■ **Assignment**
Please reproduce each line of the data below exactly as shown.

(Records from a dataset)
────────────────

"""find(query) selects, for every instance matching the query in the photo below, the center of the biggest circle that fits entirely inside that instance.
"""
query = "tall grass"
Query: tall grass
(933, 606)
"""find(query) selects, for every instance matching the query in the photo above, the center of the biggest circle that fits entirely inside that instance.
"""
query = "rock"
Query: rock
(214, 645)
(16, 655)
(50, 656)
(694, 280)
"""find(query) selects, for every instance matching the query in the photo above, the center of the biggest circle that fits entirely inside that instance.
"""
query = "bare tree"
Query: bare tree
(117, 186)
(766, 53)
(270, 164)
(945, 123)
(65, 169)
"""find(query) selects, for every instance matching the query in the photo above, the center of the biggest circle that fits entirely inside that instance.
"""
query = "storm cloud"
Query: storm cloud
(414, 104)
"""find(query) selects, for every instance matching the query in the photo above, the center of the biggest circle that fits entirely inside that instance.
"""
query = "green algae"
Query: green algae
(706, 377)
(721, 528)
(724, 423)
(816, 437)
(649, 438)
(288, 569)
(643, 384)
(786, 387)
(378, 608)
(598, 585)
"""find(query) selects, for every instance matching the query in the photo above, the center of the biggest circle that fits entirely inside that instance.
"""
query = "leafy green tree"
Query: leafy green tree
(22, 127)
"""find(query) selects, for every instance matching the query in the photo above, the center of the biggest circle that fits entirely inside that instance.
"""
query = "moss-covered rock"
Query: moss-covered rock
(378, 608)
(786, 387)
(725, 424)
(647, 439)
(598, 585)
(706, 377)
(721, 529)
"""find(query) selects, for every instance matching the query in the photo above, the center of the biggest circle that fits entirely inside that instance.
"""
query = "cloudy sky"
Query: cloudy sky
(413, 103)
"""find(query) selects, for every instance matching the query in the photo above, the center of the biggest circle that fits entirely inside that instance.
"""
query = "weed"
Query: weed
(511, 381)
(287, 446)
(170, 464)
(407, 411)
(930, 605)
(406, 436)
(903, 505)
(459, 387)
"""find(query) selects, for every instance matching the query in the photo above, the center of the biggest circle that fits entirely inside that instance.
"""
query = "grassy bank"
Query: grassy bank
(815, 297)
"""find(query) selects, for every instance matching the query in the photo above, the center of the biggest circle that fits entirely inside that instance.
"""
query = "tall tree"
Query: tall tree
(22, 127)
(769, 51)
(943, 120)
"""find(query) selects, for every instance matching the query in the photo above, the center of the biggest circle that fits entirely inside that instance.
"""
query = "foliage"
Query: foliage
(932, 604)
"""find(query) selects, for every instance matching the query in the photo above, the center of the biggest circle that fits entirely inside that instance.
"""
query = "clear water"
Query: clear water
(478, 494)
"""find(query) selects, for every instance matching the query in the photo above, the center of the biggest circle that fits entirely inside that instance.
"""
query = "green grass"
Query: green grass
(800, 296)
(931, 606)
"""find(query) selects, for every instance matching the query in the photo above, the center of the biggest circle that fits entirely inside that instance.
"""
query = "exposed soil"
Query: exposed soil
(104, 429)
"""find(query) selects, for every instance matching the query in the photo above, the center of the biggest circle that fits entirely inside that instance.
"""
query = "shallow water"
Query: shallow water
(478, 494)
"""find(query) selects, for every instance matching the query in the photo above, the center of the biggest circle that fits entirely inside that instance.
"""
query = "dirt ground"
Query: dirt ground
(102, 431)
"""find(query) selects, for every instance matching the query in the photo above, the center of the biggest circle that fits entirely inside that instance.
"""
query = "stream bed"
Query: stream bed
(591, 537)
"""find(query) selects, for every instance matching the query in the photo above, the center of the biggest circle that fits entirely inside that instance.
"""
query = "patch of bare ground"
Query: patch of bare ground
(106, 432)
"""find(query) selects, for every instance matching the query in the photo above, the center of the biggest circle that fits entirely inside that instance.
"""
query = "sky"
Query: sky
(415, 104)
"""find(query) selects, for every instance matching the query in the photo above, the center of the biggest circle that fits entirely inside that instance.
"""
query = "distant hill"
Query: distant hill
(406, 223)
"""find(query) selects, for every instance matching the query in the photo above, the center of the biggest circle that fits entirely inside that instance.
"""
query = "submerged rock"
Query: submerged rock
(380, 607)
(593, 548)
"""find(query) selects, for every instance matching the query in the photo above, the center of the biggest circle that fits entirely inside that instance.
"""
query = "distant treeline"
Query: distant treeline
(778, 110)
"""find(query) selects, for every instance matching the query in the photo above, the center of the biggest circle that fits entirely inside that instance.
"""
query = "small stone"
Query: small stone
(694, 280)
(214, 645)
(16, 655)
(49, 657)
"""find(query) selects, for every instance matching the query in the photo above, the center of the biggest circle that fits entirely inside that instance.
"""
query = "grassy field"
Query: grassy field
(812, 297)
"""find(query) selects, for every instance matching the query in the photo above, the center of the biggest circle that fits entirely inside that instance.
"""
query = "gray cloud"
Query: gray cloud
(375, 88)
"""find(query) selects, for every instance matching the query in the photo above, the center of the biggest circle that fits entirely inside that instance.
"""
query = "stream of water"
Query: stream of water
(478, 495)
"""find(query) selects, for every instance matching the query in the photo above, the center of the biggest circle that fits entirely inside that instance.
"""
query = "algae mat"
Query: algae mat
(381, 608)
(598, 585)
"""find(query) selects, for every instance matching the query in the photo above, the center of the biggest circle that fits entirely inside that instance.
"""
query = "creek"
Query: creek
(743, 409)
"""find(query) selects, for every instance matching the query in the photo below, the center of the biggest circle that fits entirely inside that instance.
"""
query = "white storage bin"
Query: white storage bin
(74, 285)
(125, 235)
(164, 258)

────────────────

■ **Response for this exercise**
"""find(query) selects, for every instance matching the query in the photo below, the center of the biggest circle that fits entirely inside that instance.
"""
query = "tall grass"
Query: tall grass
(933, 606)
"""find(query) selects, for every instance matching the query in the photo above, the center of the biggest circle that fits entirely inside that instance.
"""
query = "rock"
Query: rock
(214, 645)
(16, 655)
(50, 656)
(694, 280)
"""find(query) selects, for every instance matching the query in the photo above, the center of the biggest circle that fits entirely inside that instance.
"""
query = "bare tree"
Query: bare tree
(117, 186)
(766, 53)
(270, 164)
(945, 123)
(65, 169)
"""find(query) selects, for every instance matching the query in the photo above, the center of the biggest circle that fits entirely inside that instance.
"""
query = "storm cloud"
Query: storm cloud
(414, 104)
"""find(query) selects, for every instance matching the query in the photo above, the center of the biggest circle that fits entirely inside that instance.
"""
query = "green algae"
Query: green algae
(706, 377)
(721, 528)
(724, 423)
(816, 437)
(649, 438)
(288, 569)
(643, 384)
(786, 387)
(378, 608)
(598, 585)
"""find(query) selects, for every instance matching the query in the photo above, the center of the biggest circle that fits entirely inside that instance.
"""
query = "leafy green tree"
Query: leafy green tree
(22, 127)
"""find(query) selects, for every instance matching the query in the photo above, the center of the biggest circle that fits entirely inside that instance.
"""
query = "moss-covered rock"
Query: moss-covered rock
(378, 608)
(786, 387)
(725, 424)
(647, 439)
(598, 585)
(706, 377)
(721, 529)
"""find(query) selects, for every instance matching the query in the photo above, the center of the biggest circle that fits entirely inside that instance.
"""
query = "cloudy sky"
Query: cloudy sky
(413, 103)
"""find(query) selects, for every instance matching the query in the photo above, the center of the biggest circle that fits entirely inside that instance.
"""
query = "weed"
Query: weed
(511, 381)
(287, 446)
(170, 464)
(407, 411)
(930, 605)
(406, 436)
(903, 505)
(459, 387)
"""find(query) selects, for every instance matching the query in the photo above, the center of the biggest circle that fits entirely inside that instance.
"""
query = "grassy bank"
Query: grassy bank
(815, 297)
"""find(query) selects, for every instance matching the query in the photo above, the center of the biggest circle that fits entirely inside that instance.
"""
query = "tall tree"
Query: tall tree
(22, 127)
(769, 51)
(943, 120)
"""find(query) selects, for every instance matching the query in the photo above, the center of the biggest circle that fits entirely inside that instance.
"""
query = "foliage"
Query: foliage
(932, 604)
"""find(query) selects, for every instance matching the query in the photo above, the center of the biggest circle that fits entirely inside that instance.
"""
query = "clear water"
Query: clear water
(478, 494)
"""find(query) selects, for every instance matching the query in the photo above, the center of the biggest circle that fits entirely inside that instance.
"""
query = "green grass"
Query: green grass
(800, 296)
(931, 606)
"""find(query) selects, for every instance matching the query in the photo above, the center of the biggest circle that fits entirely inside that instance.
"""
query = "exposed soil"
Query: exposed soil
(104, 429)
"""find(query) selects, for every instance matching the query in the photo above, the center of the biggest circle that fits entirely inside that instance.
"""
query = "shallow water"
Query: shallow water
(478, 494)
"""find(query) selects, for every instance matching the query in the photo above, the center of the biggest circle that fits entirely inside that instance.
"""
query = "dirt ground"
Query: dirt ground
(102, 431)
"""find(query) selects, for every instance matching the query in the photo above, the center of the biggest circle that fits entirely inside that instance.
"""
query = "stream bed"
Query: stream bed
(591, 537)
"""find(query) selects, for every instance matching the query in the photo above, the center of the biggest circle that fits entirely inside that instance.
"""
query = "patch of bare ground"
Query: patch of bare ground
(106, 432)
"""find(query) selects, for every instance matching the query in the photo above, the center of the biggest circle that fits entirely inside that instance.
"""
query = "sky"
Query: sky
(415, 104)
"""find(query) selects, for every instance matching the query in the photo above, the center of the biggest circle that fits entirely inside that instance.
"""
query = "distant hill"
Query: distant hill
(406, 223)
"""find(query) selects, for every instance matching the query in the photo above, the center of the biggest circle that fits entirely inside that instance.
"""
query = "submerged rock"
Query: submerged rock
(380, 607)
(593, 548)
"""find(query) selects, for every instance matching the query in the photo above, the center of the biggest circle that fits entirely inside that instance.
"""
query = "distant treeline"
Query: distant treeline
(778, 110)
"""find(query) selects, for every instance matching the query in the photo above, the center of the biggest circle that fits entirely inside that instance.
"""
query = "small stone"
Query: small stone
(694, 280)
(214, 645)
(16, 655)
(49, 657)
"""find(query) selects, for every instance matching the query in the photo above, the center of the biggest circle that fits entirely inside that instance.
"""
query = "grassy field"
Query: grassy field
(812, 297)
"""find(query) selects, for every instance matching the query in the photo above, the center of the biggest circle that fits entirely inside that instance.
"""
query = "gray cloud"
Query: gray cloud
(375, 88)
"""find(query) selects, for every instance matching the query in the photo above, the center of the biggest circle that fits entirely inside that instance.
"""
query = "stream of water"
Query: stream of water
(478, 495)
"""find(query) selects, for every instance matching the query in the photo above, the center of the biggest circle that fits entirely inside that instance.
"""
query = "algae mat"
Query: algae mat
(381, 608)
(598, 585)
"""find(query) selects, for every instance matching the query in the photo above, the center of the biggest circle that fits entirely inside that instance.
"""
query = "creek"
Query: creek
(743, 409)
"""find(query) selects, for every instance matching the query in the photo below, the center of the biggest circle that fits entirely inside that instance.
"""
query = "white storage bin"
Query: white storage bin
(74, 285)
(125, 235)
(164, 258)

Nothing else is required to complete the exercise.